*** INPUT RECORDS ***

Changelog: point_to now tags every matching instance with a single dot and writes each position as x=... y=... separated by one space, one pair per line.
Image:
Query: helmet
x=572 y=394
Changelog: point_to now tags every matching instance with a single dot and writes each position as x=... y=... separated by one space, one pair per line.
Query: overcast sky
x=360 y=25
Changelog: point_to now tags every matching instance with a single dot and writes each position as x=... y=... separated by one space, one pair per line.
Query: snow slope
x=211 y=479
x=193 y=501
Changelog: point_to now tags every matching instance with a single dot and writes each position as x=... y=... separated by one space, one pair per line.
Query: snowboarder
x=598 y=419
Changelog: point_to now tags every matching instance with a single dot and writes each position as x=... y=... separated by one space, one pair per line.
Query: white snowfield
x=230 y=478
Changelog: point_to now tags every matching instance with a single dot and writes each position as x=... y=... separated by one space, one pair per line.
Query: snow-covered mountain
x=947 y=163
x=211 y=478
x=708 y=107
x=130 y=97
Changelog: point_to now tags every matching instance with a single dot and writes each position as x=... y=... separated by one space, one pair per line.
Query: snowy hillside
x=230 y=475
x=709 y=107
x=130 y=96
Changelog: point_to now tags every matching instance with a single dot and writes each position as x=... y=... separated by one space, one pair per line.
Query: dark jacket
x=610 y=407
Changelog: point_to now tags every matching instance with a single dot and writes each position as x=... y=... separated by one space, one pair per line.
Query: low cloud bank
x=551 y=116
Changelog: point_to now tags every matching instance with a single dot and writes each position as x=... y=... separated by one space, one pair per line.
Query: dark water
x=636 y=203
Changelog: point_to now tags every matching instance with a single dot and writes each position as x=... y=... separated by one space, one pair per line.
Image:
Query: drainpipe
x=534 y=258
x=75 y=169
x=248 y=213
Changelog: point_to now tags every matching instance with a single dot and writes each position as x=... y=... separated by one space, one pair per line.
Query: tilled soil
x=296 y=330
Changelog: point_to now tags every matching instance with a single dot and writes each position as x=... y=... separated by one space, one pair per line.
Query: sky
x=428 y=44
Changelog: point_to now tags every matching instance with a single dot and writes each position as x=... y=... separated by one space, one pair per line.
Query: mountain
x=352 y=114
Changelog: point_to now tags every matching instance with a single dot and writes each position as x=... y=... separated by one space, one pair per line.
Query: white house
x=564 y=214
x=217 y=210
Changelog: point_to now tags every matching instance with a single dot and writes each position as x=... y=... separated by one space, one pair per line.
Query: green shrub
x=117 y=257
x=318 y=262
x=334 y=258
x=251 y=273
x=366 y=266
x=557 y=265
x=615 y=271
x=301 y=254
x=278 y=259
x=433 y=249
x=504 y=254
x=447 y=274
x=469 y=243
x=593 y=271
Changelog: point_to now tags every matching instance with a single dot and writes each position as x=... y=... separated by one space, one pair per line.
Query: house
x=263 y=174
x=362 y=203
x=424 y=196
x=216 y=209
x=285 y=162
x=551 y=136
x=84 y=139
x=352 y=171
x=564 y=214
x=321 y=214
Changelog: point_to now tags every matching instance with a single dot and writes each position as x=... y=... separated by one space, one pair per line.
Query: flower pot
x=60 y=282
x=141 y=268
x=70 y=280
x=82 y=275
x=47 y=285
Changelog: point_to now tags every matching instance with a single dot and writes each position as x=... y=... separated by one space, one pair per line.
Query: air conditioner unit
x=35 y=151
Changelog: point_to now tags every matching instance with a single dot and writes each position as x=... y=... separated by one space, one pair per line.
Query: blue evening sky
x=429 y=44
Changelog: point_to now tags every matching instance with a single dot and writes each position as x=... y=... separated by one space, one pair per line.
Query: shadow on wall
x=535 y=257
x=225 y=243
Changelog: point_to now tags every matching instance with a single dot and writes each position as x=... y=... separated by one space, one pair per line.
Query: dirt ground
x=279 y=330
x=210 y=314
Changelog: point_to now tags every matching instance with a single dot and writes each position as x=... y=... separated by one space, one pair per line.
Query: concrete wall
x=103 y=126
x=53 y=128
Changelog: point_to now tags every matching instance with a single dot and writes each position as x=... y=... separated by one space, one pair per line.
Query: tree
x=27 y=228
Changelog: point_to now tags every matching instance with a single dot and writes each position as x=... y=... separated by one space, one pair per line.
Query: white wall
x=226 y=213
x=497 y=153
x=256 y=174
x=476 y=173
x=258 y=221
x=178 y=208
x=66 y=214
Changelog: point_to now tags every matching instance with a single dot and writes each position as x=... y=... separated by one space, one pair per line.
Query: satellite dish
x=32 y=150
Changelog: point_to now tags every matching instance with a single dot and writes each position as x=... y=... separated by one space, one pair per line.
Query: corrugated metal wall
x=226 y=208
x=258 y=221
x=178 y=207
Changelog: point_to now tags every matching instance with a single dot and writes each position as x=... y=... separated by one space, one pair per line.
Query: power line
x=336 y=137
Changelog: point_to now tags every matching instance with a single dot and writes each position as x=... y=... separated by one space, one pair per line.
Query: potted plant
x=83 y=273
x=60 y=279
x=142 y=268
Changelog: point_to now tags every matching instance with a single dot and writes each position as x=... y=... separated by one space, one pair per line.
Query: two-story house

*** End of INPUT RECORDS ***

The complete data above is to be written out again as it stands.

YOUR SOLUTION:
Changelog: point_to now tags every matching instance with a single dot and writes each position as x=... y=... separated by one space, one pair per line.
Image:
Query: helmet
x=572 y=394
Changelog: point_to now tags every matching instance with a single dot and writes each position as x=... y=... separated by one space, one pair per line.
Query: overcast sky
x=360 y=25
Changelog: point_to now tags every matching instance with a single dot and writes each position as x=... y=... separated by one space, one pair per line.
Query: snow slope
x=211 y=479
x=193 y=501
Changelog: point_to now tags every matching instance with a single dot and writes each position as x=... y=... separated by one space, one pair per line.
Query: snowboarder
x=598 y=419
Changelog: point_to now tags every matching instance with a single dot and writes each position as x=... y=... separated by one space, one pair per line.
Query: white snowfield
x=230 y=478
Changelog: point_to now tags every matching instance with a single dot and writes each position as x=... y=... separated by one space, one pair per line.
Query: snow-covered mountain
x=947 y=163
x=211 y=478
x=708 y=107
x=130 y=97
Changelog: point_to now tags every matching instance with a single dot and writes each position as x=... y=... separated by one space, one pair per line.
Query: snowy hillside
x=230 y=475
x=709 y=107
x=130 y=96
Changelog: point_to now tags every matching instance with a single dot and writes each position as x=... y=... separated by one space, one pair per line.
Query: dark jacket
x=610 y=407
Changelog: point_to now tags every matching instance with a single dot and writes each position as x=... y=... separated by one space, one pair per line.
Query: low cloud bank
x=551 y=116
Changelog: point_to now tags every matching instance with a single dot and writes each position as x=... y=... separated by one space, one pair per line.
Query: dark water
x=636 y=203
Changelog: point_to now tags every matching instance with a single dot and writes each position as x=... y=... separated by one space, one pair per line.
Image:
Query: drainpipe
x=534 y=258
x=75 y=169
x=248 y=213
Changelog: point_to now tags every matching instance with a single dot and writes each position as x=... y=... separated by one space, one pair per line.
Query: tilled soil
x=296 y=330
Changelog: point_to now tags every matching instance with a single dot and writes each position as x=... y=... separated by one space, one pair per line.
Query: sky
x=428 y=44
Changelog: point_to now tags every matching instance with a single dot and writes each position as x=... y=... separated by one space, one pair per line.
Query: mountain
x=352 y=114
Changelog: point_to now tags every matching instance with a single dot and writes each position as x=... y=... separated by one space, one pair per line.
Query: white house
x=564 y=214
x=217 y=210
Changelog: point_to now tags every matching instance with a single dot and writes each position as x=... y=... separated by one space, one pair per line.
Query: green shrub
x=117 y=257
x=318 y=262
x=334 y=258
x=251 y=273
x=366 y=266
x=557 y=265
x=615 y=271
x=301 y=254
x=278 y=259
x=433 y=249
x=504 y=254
x=447 y=274
x=469 y=243
x=593 y=271
Changelog: point_to now tags every matching instance with a single dot and writes each position as x=... y=... separated by one space, one pair per line.
Query: house
x=263 y=174
x=362 y=203
x=424 y=196
x=216 y=209
x=285 y=162
x=551 y=136
x=84 y=139
x=352 y=171
x=564 y=214
x=321 y=214
Changelog: point_to now tags every matching instance with a single dot and writes each position as x=... y=... separated by one space, one pair per line.
Query: flower pot
x=60 y=282
x=141 y=268
x=70 y=280
x=82 y=275
x=47 y=285
Changelog: point_to now tags every matching instance with a single dot and writes each position as x=... y=... separated by one space, one pair per line.
Query: air conditioner unit
x=35 y=151
Changelog: point_to now tags every matching instance with a single dot and writes each position as x=... y=... separated by one space, one pair per line.
Query: blue evening sky
x=429 y=44
Changelog: point_to now tags every matching instance with a single dot and writes each position as x=... y=... separated by one space, one pair per line.
Query: shadow on wall
x=535 y=257
x=225 y=243
Changelog: point_to now tags every matching instance with a single dot and writes each position as x=... y=... separated by one space, one pair per line.
Query: dirt ground
x=279 y=330
x=210 y=314
Changelog: point_to now tags every matching instance with a single dot and writes each position as x=... y=... separated by one space, one pair per line.
Query: concrete wall
x=103 y=126
x=53 y=128
Changelog: point_to now tags every matching instance with a single dot and writes each position as x=... y=... separated by one space, one pair per line.
Query: tree
x=27 y=228
Changelog: point_to now tags every matching instance with a single dot and writes each position as x=... y=... separated by one space, one pair per line.
Query: white wall
x=226 y=213
x=497 y=153
x=256 y=174
x=476 y=173
x=258 y=221
x=178 y=208
x=66 y=214
Changelog: point_to now tags every matching instance with a single dot and writes each position as x=... y=... separated by one space, one pair per line.
Query: satellite dish
x=32 y=150
Changelog: point_to now tags every matching instance with a single dot and writes each position as x=... y=... separated by one space, one pair per line.
Query: corrugated metal wall
x=226 y=208
x=258 y=221
x=178 y=207
Changelog: point_to now tags every matching instance with a single dot and writes each position as x=... y=... separated by one space, one pair per line.
Query: power line
x=336 y=137
Changelog: point_to now tags every matching instance with a single dot and writes each position as x=... y=... separated by one space, one pair per line.
Query: potted plant
x=83 y=273
x=60 y=279
x=142 y=268
Changelog: point_to now tags every matching instance with a single dot and writes each position as x=... y=... separated by one space, one pair per line.
Query: two-story house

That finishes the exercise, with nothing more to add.